TASK PROMPT: Copy out every one of the lines below word for word, leaving the pictures out.

MATERIAL PROVIDED:
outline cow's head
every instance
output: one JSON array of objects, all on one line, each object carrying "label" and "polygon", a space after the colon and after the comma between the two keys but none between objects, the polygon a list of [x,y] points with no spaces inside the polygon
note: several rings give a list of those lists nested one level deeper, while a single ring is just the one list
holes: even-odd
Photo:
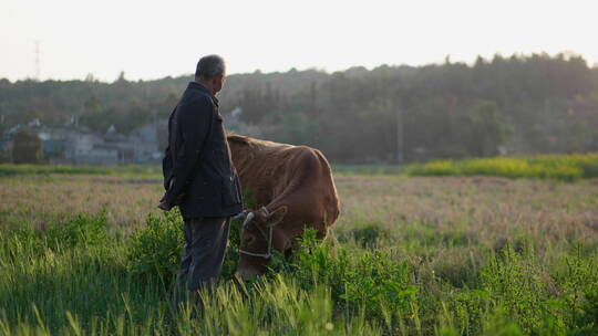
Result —
[{"label": "cow's head", "polygon": [[276,225],[282,222],[287,207],[274,211],[266,208],[248,212],[240,230],[239,264],[237,272],[243,279],[266,273],[270,252],[282,251]]}]

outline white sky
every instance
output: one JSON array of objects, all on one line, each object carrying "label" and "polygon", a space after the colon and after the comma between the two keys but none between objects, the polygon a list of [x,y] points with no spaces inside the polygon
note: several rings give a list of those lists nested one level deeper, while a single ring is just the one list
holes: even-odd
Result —
[{"label": "white sky", "polygon": [[0,77],[151,80],[218,53],[228,73],[473,62],[575,52],[598,62],[598,1],[0,0]]}]

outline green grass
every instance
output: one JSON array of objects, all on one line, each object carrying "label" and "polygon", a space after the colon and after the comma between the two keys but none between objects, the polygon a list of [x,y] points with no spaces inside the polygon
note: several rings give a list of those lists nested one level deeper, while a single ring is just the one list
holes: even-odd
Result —
[{"label": "green grass", "polygon": [[[302,250],[291,260],[277,256],[270,274],[241,283],[225,266],[205,309],[175,313],[181,225],[177,213],[151,216],[124,237],[107,230],[101,212],[45,232],[1,231],[0,334],[598,333],[595,249],[535,251],[514,240],[432,262],[434,250],[463,242],[458,234],[430,241],[425,225],[410,227],[408,246],[374,223],[358,223],[369,229],[346,232],[342,242],[322,244],[308,232]],[[227,263],[237,258],[234,248]]]},{"label": "green grass", "polygon": [[598,154],[439,160],[408,168],[410,176],[499,176],[576,181],[598,177]]},{"label": "green grass", "polygon": [[162,176],[162,167],[151,165],[128,166],[71,166],[71,165],[12,165],[0,164],[0,177],[17,175],[112,175]]}]

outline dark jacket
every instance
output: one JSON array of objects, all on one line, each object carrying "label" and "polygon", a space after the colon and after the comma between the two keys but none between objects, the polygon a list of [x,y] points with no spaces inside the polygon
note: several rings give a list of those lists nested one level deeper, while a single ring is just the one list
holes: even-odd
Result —
[{"label": "dark jacket", "polygon": [[165,200],[184,218],[229,217],[243,211],[218,99],[190,82],[168,119],[163,160]]}]

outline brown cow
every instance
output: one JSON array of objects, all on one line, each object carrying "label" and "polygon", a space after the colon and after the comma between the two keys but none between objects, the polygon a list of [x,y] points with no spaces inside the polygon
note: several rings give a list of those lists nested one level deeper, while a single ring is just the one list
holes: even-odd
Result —
[{"label": "brown cow", "polygon": [[240,230],[243,277],[264,274],[272,249],[297,249],[305,228],[326,238],[339,217],[339,198],[321,151],[239,135],[229,135],[228,144],[244,191],[260,207],[246,214]]}]

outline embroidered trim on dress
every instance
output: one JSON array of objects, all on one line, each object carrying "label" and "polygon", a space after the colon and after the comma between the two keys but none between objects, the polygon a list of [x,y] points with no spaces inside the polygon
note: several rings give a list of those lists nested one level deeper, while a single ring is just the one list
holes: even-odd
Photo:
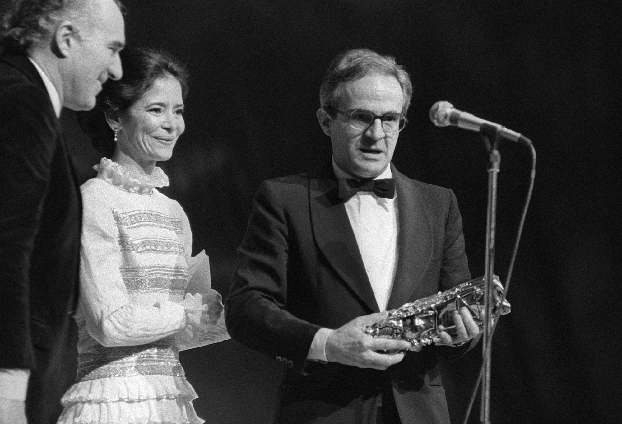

EXPECTED ANSWER:
outline cow's head
every instance
output: one JSON array of objects, all on one line, each object carrying "label" and "polygon", a space after the colon and after the comma between the two keys but none between objects, the polygon a list of [x,y] points with no spaces inside the polygon
note: several rings give a list of those lists nested one level deeper, while a single ring is just the one list
holes: even-odd
Photo:
Result —
[{"label": "cow's head", "polygon": [[276,225],[282,222],[287,207],[274,211],[266,208],[248,212],[240,230],[239,264],[237,272],[243,279],[266,273],[270,252],[282,251]]}]

outline white sky
every instance
output: one JSON array of objects, all on one line, each object carrying "label" and "polygon", a space after the colon and after the comma between the two keys but none between objects, the polygon a list of [x,y] points with no spaces inside the polygon
note: several rings give a list of those lists nested one level deeper, while a single ring is just the one list
holes: even-odd
Result —
[{"label": "white sky", "polygon": [[0,77],[151,80],[218,53],[228,73],[473,62],[575,52],[598,62],[598,1],[0,0]]}]

outline green grass
every instance
output: one JSON array of objects, all on one line, each object carrying "label" and "polygon", a space after the colon and after the comma between the two keys but none between objects, the polygon a list of [x,y] points with no spaces inside the polygon
note: several rings give a list of those lists nested one level deeper, while a single ring is just the one list
holes: even-odd
Result —
[{"label": "green grass", "polygon": [[[302,250],[291,260],[277,256],[270,274],[241,283],[225,266],[205,309],[175,313],[181,225],[177,213],[151,216],[124,237],[107,230],[101,212],[45,232],[1,231],[0,334],[598,333],[595,249],[535,251],[514,240],[432,262],[434,250],[463,242],[458,234],[430,241],[425,225],[410,227],[408,246],[374,223],[358,223],[369,229],[346,232],[342,242],[322,244],[308,232]],[[227,263],[237,258],[234,248]]]},{"label": "green grass", "polygon": [[598,154],[439,160],[408,168],[410,176],[499,176],[576,181],[598,177]]},{"label": "green grass", "polygon": [[162,176],[162,167],[151,165],[128,166],[71,166],[71,165],[12,165],[0,164],[0,177],[17,175],[112,175]]}]

outline dark jacket
every instance
output: one JSON array of objects, all on one line, each object carrying "label" and "polygon", a space after the colon and after the comma between the two keys but none between objects, the polygon a list of [x,y] points with no spaces inside the polygon
note: several rings give a list of those lists nested one level deeper, while a single ring is just the one list
holes: even-odd
Result —
[{"label": "dark jacket", "polygon": [[165,200],[184,218],[229,217],[243,211],[218,99],[190,82],[168,119],[163,160]]}]

outline brown cow
every instance
output: one JSON array of objects, all on one line, each object carrying "label" and "polygon", a space after the colon and after the comma between the two keys but none between objects, the polygon a list of [x,y] points with no spaces inside the polygon
note: several rings give a list of those lists nested one level deeper, while a single ring is just the one list
holes: even-odd
Result —
[{"label": "brown cow", "polygon": [[240,230],[243,277],[264,274],[272,249],[297,249],[305,228],[326,238],[339,217],[339,198],[321,151],[239,135],[229,135],[228,144],[244,191],[260,207],[246,214]]}]

outline embroidered trim on dress
every instance
output: one JSON array of objects, all on one line, each object carrying "label" and "polygon", a space after the colon and after the comma between the two keys but none between objects, the polygon a list of [x,y] points with no spaces inside the polygon
note: several rings give a list of those lists nested one level deeper, while a single ring is just the one list
holes: even-odd
Photo:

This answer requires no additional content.